*WHAT IS BEING ASKED*
Arrange the records below as a Markdown table with two columns, Row and Line. Put each non-blank line in its own numbered row and leave out the blank lines.

Mask labeling records
○ ○ ○ ○ ○ ○ ○

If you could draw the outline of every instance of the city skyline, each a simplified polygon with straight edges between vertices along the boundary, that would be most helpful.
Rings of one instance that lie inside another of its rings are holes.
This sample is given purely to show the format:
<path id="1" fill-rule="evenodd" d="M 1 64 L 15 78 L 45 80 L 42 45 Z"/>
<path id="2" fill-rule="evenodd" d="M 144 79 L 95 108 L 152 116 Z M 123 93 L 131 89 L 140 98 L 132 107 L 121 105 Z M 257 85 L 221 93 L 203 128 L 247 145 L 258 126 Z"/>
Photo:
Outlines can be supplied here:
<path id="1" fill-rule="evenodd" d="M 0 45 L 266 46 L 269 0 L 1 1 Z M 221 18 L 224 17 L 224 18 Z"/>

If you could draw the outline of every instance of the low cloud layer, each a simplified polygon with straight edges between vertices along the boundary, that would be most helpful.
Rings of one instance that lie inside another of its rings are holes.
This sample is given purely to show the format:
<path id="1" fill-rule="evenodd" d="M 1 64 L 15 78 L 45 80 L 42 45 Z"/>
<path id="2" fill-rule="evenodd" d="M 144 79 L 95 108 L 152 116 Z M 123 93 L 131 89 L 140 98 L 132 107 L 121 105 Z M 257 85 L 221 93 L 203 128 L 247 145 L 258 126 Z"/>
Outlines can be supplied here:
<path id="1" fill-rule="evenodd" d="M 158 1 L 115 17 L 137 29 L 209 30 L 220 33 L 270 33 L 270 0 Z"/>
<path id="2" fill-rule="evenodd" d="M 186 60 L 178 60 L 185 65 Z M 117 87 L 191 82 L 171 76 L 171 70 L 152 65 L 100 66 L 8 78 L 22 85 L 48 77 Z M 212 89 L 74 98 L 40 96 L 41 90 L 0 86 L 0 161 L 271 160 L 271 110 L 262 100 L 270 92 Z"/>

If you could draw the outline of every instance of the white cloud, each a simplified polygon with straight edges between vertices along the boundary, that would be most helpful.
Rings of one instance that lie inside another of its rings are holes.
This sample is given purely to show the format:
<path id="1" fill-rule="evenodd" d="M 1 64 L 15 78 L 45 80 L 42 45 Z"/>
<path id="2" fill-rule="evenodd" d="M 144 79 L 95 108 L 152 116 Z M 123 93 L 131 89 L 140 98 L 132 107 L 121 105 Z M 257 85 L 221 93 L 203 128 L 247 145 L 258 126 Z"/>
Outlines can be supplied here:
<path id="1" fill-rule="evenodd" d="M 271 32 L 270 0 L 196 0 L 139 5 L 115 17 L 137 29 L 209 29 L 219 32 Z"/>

○ ○ ○ ○ ○ ○ ○

*RESPONSE BELOW*
| Row | Line |
|---|---|
| 1 | If you could draw the outline of every instance of the city skyline, each a simplified polygon with straight edges between vertices along the boundary, that would be most helpful. |
| 2 | Rings of one instance that lie inside another of its rings are holes. |
| 3 | This sample is given purely to show the format: |
| 4 | <path id="1" fill-rule="evenodd" d="M 1 64 L 15 78 L 45 80 L 42 45 Z"/> |
| 5 | <path id="2" fill-rule="evenodd" d="M 144 79 L 95 108 L 152 116 Z M 123 93 L 131 89 L 140 98 L 132 107 L 121 105 Z M 257 85 L 221 93 L 203 128 L 247 145 L 258 126 Z"/> |
| 6 | Photo: |
| 7 | Outlines can be supplied here: |
| 8 | <path id="1" fill-rule="evenodd" d="M 0 45 L 266 46 L 269 0 L 1 1 Z M 221 18 L 224 17 L 224 18 Z"/> |
| 9 | If you could draw the outline of every instance of the low cloud layer, each a simplified polygon with straight edges between vertices along the boundary, that would be most helpful. |
| 10 | Rings of one instance that lie inside another of its rings are holes. |
| 11 | This sample is given purely to show the format: |
| 12 | <path id="1" fill-rule="evenodd" d="M 1 64 L 15 78 L 45 80 L 42 45 Z"/> |
| 13 | <path id="2" fill-rule="evenodd" d="M 144 79 L 95 108 L 152 116 Z M 123 93 L 131 89 L 140 98 L 132 107 L 121 105 Z M 257 85 L 221 93 L 203 128 L 247 145 L 258 126 Z"/> |
| 14 | Outlines can be supplied here: |
| 15 | <path id="1" fill-rule="evenodd" d="M 158 1 L 115 17 L 137 29 L 209 30 L 220 33 L 270 33 L 270 0 Z"/> |
| 16 | <path id="2" fill-rule="evenodd" d="M 186 60 L 178 60 L 185 65 Z M 117 87 L 191 82 L 171 76 L 171 70 L 152 65 L 100 66 L 8 78 L 22 85 L 48 77 Z M 212 89 L 74 98 L 40 96 L 41 90 L 0 86 L 0 161 L 271 160 L 271 110 L 262 100 L 270 92 Z"/> |
| 17 | If you could draw the outline of every instance of the white cloud, each a simplified polygon with straight edges between vertices along the boundary, that would be most helpful. |
| 18 | Rings of one instance that lie inside another of its rings are holes. |
| 19 | This sample is given purely to show the format: |
| 20 | <path id="1" fill-rule="evenodd" d="M 1 64 L 15 78 L 45 80 L 42 45 Z"/> |
| 21 | <path id="2" fill-rule="evenodd" d="M 144 79 L 95 108 L 152 116 Z M 123 93 L 131 89 L 140 98 L 132 107 L 121 105 Z M 257 85 L 221 93 L 203 128 L 247 145 L 258 126 Z"/> |
| 22 | Outlines can be supplied here: |
| 23 | <path id="1" fill-rule="evenodd" d="M 271 32 L 270 0 L 196 0 L 139 5 L 115 17 L 137 29 L 209 29 L 219 32 Z"/> |